EXCERPT
==*==
Nihon Kessho Gakkaishi Volume 63, Issue 4

Public Use CryoTEM at SPring-8

Effective from 2021B, CryoTEM will be offered in addition to SPring-8 public beamlines for protein crystallography and BioSAXS beamlines. Two CryoTEMs, EM01CT（JEOL CRYO ARM 300）, and EM02CT（JEOL CRYO ARM 200）are provided as auxiliary instruments for evaluating the properties of samples for crystallization, such as monodispersity and structural heterogeneity.

How to Access the Cryo-EM Facility in KEK

In March 2018, KEK obtained a 200 kV cryogenic electron microscopy（cryo-EM; a Talos Arctica G2 with a Falcon 3EC direct electron detector）and prepared a pipeline for solving high-resolution structures of macromolecular biomolecules, such as proteins, DNA, and RNA. In October 2018, the cryo-EM facility in KEK opened to academic and industrial users. Our mission is three-fold：to provide cryo-EM machine time for external users, to support grid-prep and data collection（and single particle analysis, if needed）, and to help users acquire cryo-EM skills. One remarkable result is the single-particle analysis of an 860-kDa enzyme at 2.05 angstrom resolution, which suggested that we had established a proper protocol for cryo-EM operation and single-particle analysis. We will continue to support external users and carry out cryo-EM single particle analysis of macromolecular biomolecules.
==*==
THE DATA
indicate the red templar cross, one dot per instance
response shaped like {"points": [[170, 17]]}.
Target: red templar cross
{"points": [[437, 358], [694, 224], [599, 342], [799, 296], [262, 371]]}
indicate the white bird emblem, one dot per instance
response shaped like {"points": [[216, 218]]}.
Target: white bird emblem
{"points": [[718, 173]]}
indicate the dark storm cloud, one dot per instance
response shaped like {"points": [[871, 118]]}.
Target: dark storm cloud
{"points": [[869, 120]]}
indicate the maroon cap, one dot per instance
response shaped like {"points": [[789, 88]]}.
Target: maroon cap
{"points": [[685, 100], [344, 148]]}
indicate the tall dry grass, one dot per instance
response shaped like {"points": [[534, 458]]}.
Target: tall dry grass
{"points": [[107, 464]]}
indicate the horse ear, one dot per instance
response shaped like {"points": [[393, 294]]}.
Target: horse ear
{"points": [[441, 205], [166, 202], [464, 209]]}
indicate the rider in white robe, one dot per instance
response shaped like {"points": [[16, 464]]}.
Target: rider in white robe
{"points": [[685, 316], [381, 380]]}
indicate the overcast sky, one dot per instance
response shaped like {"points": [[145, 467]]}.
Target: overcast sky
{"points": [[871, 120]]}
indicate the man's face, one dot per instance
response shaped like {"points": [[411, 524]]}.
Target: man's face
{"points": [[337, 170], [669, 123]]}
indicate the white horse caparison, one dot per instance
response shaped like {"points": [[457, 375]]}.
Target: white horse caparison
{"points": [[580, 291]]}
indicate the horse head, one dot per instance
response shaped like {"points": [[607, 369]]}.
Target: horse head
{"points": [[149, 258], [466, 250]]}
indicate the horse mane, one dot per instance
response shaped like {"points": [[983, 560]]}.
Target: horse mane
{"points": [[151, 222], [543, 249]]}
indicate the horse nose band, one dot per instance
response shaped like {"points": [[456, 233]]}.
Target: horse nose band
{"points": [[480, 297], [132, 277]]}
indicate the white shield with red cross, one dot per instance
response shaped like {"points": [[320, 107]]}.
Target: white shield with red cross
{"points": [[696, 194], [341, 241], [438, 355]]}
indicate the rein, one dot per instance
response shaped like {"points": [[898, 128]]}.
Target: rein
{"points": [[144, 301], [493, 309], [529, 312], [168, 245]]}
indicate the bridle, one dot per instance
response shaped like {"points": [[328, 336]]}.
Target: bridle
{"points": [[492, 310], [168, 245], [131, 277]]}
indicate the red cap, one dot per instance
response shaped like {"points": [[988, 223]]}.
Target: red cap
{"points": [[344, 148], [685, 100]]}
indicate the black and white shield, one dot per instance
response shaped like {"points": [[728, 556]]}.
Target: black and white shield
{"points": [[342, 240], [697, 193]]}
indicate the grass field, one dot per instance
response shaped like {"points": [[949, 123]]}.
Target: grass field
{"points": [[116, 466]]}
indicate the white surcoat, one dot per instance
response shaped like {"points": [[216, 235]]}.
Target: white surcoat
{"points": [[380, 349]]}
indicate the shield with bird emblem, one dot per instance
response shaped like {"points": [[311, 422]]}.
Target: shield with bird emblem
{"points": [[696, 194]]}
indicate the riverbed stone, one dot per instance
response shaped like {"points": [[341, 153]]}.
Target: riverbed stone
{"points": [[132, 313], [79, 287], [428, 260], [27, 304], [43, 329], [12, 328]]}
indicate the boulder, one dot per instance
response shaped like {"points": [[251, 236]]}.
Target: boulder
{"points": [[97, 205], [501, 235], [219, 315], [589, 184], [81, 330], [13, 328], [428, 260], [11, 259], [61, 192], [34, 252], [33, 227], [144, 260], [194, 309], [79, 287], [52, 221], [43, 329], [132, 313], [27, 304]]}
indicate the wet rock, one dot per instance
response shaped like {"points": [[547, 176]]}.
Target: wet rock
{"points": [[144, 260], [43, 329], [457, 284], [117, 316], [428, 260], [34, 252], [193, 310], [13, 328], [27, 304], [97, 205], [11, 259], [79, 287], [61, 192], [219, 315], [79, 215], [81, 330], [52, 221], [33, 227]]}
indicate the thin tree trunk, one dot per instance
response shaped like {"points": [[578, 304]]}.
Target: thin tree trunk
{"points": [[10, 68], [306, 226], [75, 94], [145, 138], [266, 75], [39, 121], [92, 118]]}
==*==
PROBLEMS TO SOLVE
1 – Reproduce the cryo-EM text starting at "In March 2018, KEK" and ending at "of macromolecular biomolecules.", but switch "machine time" to "instrument time".
2 – Carry on the cryo-EM text from its final sentence.
The rows have no connection to the cryo-EM text.

SET OF ANSWERS
1 –
In March 2018, KEK obtained a 200 kV cryogenic electron microscopy（cryo-EM; a Talos Arctica G2 with a Falcon 3EC direct electron detector）and prepared a pipeline for solving high-resolution structures of macromolecular biomolecules, such as proteins, DNA, and RNA. In October 2018, the cryo-EM facility in KEK opened to academic and industrial users. Our mission is three-fold：to provide cryo-EM instrument time for external users, to support grid-prep and data collection（and single particle analysis, if needed）, and to help users acquire cryo-EM skills. One remarkable result is the single-particle analysis of an 860-kDa enzyme at 2.05 angstrom resolution, which suggested that we had established a proper protocol for cryo-EM operation and single-particle analysis. We will continue to support external users and carry out cryo-EM single particle analysis of macromolecular biomolecules.

2 –
New Evolution in Crystal Structure Analysis of Synthetic Polymers on the Basis of Concerted Analysis of X-ray and Neutron Diffraction Data

In general, the X-ray crystal structure analysis of synthetic polymers cannot necessarily lead us to the satisfactorily correct answer because of the low quality of the diffraction data due to the small crystallite size, making the discussion of the structure-property relationship quite ambiguous. The harmonic combination of X-ray and neutron diffraction data analyses increases the reliability of the derived crystal structures. The actual examples are introduced about the crystal structures of atactic-poly（vinyl alcohol） and its iodine complex to demonstrate the powerfulness of the idea of coupling the different types of diffraction data.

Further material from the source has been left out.